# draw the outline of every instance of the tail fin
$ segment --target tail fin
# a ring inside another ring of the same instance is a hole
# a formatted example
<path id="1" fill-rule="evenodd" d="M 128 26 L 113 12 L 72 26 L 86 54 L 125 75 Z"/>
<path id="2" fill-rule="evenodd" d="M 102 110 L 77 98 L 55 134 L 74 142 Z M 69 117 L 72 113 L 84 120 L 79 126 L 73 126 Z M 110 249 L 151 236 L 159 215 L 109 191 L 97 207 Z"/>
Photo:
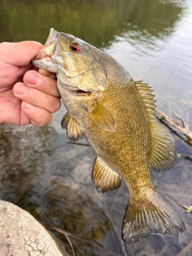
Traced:
<path id="1" fill-rule="evenodd" d="M 150 234 L 172 236 L 172 230 L 183 232 L 185 224 L 157 192 L 145 205 L 128 202 L 122 223 L 123 242 L 138 242 Z"/>

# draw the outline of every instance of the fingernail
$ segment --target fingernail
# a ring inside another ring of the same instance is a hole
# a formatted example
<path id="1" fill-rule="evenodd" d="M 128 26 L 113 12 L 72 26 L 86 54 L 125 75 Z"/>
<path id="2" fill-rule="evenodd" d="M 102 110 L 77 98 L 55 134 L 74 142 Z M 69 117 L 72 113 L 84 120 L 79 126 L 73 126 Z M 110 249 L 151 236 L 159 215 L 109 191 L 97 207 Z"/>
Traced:
<path id="1" fill-rule="evenodd" d="M 38 86 L 40 83 L 40 78 L 38 73 L 30 71 L 26 78 L 26 82 L 30 86 Z"/>
<path id="2" fill-rule="evenodd" d="M 34 108 L 33 105 L 30 105 L 27 102 L 22 102 L 22 107 L 23 109 L 25 109 L 26 110 L 32 110 Z"/>
<path id="3" fill-rule="evenodd" d="M 22 83 L 19 83 L 16 86 L 15 92 L 17 94 L 24 95 L 27 92 L 28 88 Z"/>

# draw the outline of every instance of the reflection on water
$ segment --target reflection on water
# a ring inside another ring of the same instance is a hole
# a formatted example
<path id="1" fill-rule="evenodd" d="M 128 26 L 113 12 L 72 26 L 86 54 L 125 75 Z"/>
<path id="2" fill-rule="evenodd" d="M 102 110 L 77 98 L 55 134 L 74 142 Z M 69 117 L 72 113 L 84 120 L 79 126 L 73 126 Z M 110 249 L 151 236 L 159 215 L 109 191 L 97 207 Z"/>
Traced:
<path id="1" fill-rule="evenodd" d="M 135 80 L 149 82 L 159 109 L 172 117 L 173 110 L 184 118 L 188 113 L 192 130 L 191 5 L 179 0 L 4 0 L 0 42 L 44 43 L 50 27 L 74 34 L 111 54 Z M 181 206 L 192 203 L 191 162 L 178 158 L 172 170 L 151 173 L 156 190 L 187 230 L 174 238 L 150 236 L 123 245 L 126 186 L 97 193 L 91 181 L 93 150 L 67 144 L 60 127 L 64 111 L 42 128 L 0 126 L 1 198 L 71 234 L 77 255 L 187 255 L 192 250 L 192 217 Z M 191 147 L 174 138 L 178 151 L 191 154 Z M 58 237 L 71 253 L 66 239 Z"/>

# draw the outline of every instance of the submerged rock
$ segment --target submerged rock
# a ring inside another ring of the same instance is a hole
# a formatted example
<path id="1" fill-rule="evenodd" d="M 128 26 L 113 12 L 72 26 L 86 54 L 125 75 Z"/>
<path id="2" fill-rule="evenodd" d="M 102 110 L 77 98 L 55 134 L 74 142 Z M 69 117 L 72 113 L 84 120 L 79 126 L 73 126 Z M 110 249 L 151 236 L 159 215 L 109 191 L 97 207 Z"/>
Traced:
<path id="1" fill-rule="evenodd" d="M 0 255 L 63 256 L 49 232 L 28 212 L 0 201 Z"/>

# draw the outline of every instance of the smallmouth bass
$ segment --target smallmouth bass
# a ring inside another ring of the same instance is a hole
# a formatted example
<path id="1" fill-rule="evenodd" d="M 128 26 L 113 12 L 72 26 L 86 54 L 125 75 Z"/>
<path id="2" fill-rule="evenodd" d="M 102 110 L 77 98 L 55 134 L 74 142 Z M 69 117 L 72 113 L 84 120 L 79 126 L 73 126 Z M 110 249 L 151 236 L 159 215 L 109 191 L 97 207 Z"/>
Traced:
__________
**Problem:** Please rewrite all the data above as a JSON list of strings, one string per line, with blank lines left out. Leave the pictures out of the answer.

**Written solution:**
[
  "# draw the outline of every instance of the tail fin",
  "$ segment --target tail fin",
  "# a ring inside another ring of the same instance is a hole",
  "# a formatted example",
  "<path id=\"1\" fill-rule=\"evenodd\" d=\"M 128 26 L 113 12 L 72 26 L 86 54 L 125 75 Z\"/>",
  "<path id=\"2\" fill-rule=\"evenodd\" d=\"M 102 110 L 77 98 L 55 134 L 74 142 Z M 69 117 L 72 113 L 84 120 L 79 126 L 73 126 Z M 110 249 L 151 236 L 159 215 L 109 191 L 97 207 Z\"/>",
  "Photo:",
  "Traced:",
  "<path id=\"1\" fill-rule=\"evenodd\" d=\"M 150 234 L 172 236 L 172 230 L 183 232 L 185 224 L 157 192 L 145 205 L 128 202 L 122 223 L 123 242 L 138 242 Z\"/>",
  "# draw the outline of every instance of the fingernail",
  "$ segment --target fingernail",
  "# a ring inside another ring of the same instance is a hole",
  "# a formatted example",
  "<path id=\"1\" fill-rule=\"evenodd\" d=\"M 128 26 L 113 12 L 72 26 L 86 54 L 125 75 Z\"/>",
  "<path id=\"2\" fill-rule=\"evenodd\" d=\"M 102 110 L 77 98 L 55 134 L 74 142 Z M 69 117 L 72 113 L 84 120 L 79 126 L 73 126 Z M 110 249 L 151 236 L 159 215 L 109 191 L 97 207 Z\"/>",
  "Traced:",
  "<path id=\"1\" fill-rule=\"evenodd\" d=\"M 38 86 L 40 83 L 40 78 L 38 73 L 30 71 L 26 78 L 26 82 L 30 86 Z\"/>",
  "<path id=\"2\" fill-rule=\"evenodd\" d=\"M 34 108 L 33 105 L 30 105 L 27 102 L 22 102 L 22 107 L 23 109 L 25 109 L 26 110 L 32 110 Z\"/>",
  "<path id=\"3\" fill-rule=\"evenodd\" d=\"M 22 83 L 19 83 L 16 86 L 15 92 L 17 94 L 24 95 L 27 92 L 28 88 Z\"/>",
  "# draw the outline of every instance of the reflection on water",
  "$ segment --target reflection on water",
  "# a ring inside another ring of the same instance is a hole",
  "# a formatted example",
  "<path id=\"1\" fill-rule=\"evenodd\" d=\"M 128 26 L 113 12 L 72 26 L 86 54 L 125 75 Z\"/>",
  "<path id=\"2\" fill-rule=\"evenodd\" d=\"M 102 110 L 77 98 L 55 134 L 74 142 Z M 69 117 L 72 113 L 84 120 L 79 126 L 73 126 Z M 110 249 L 151 236 L 159 215 L 109 191 L 97 207 Z\"/>",
  "Traced:",
  "<path id=\"1\" fill-rule=\"evenodd\" d=\"M 135 80 L 149 82 L 159 109 L 172 117 L 173 110 L 184 118 L 188 113 L 192 130 L 191 5 L 179 0 L 4 0 L 0 42 L 44 43 L 50 27 L 74 34 L 111 54 Z M 181 206 L 192 203 L 191 162 L 178 158 L 172 170 L 151 173 L 156 190 L 187 230 L 174 238 L 150 236 L 123 245 L 126 186 L 97 193 L 91 181 L 93 150 L 67 144 L 60 127 L 64 111 L 42 128 L 0 126 L 1 198 L 71 234 L 77 255 L 187 255 L 192 250 L 192 217 Z M 191 147 L 174 138 L 178 151 L 191 154 Z M 58 237 L 71 253 L 66 239 Z\"/>",
  "# draw the outline of every instance of the submerged rock",
  "$ segment --target submerged rock",
  "# a ring inside another ring of the same instance is a hole",
  "# a formatted example",
  "<path id=\"1\" fill-rule=\"evenodd\" d=\"M 128 26 L 113 12 L 72 26 L 86 54 L 125 75 Z\"/>",
  "<path id=\"2\" fill-rule=\"evenodd\" d=\"M 102 110 L 77 98 L 55 134 L 74 142 Z M 69 117 L 72 113 L 84 120 L 79 126 L 73 126 Z M 110 249 L 151 236 L 159 215 L 109 191 L 97 207 Z\"/>",
  "Traced:",
  "<path id=\"1\" fill-rule=\"evenodd\" d=\"M 0 255 L 63 256 L 49 232 L 28 212 L 0 201 Z\"/>",
  "# draw the outline of every instance of the smallmouth bass",
  "$ segment --target smallmouth bass",
  "# a ring inside another ring of the same instance is a hole",
  "# a formatted example",
  "<path id=\"1\" fill-rule=\"evenodd\" d=\"M 128 26 L 113 12 L 72 26 L 86 54 L 125 75 Z\"/>",
  "<path id=\"2\" fill-rule=\"evenodd\" d=\"M 102 110 L 77 98 L 55 134 L 74 142 Z M 69 117 L 72 113 L 84 120 L 79 126 L 73 126 Z M 110 249 L 151 236 L 159 215 L 109 191 L 97 207 Z\"/>",
  "Traced:"
]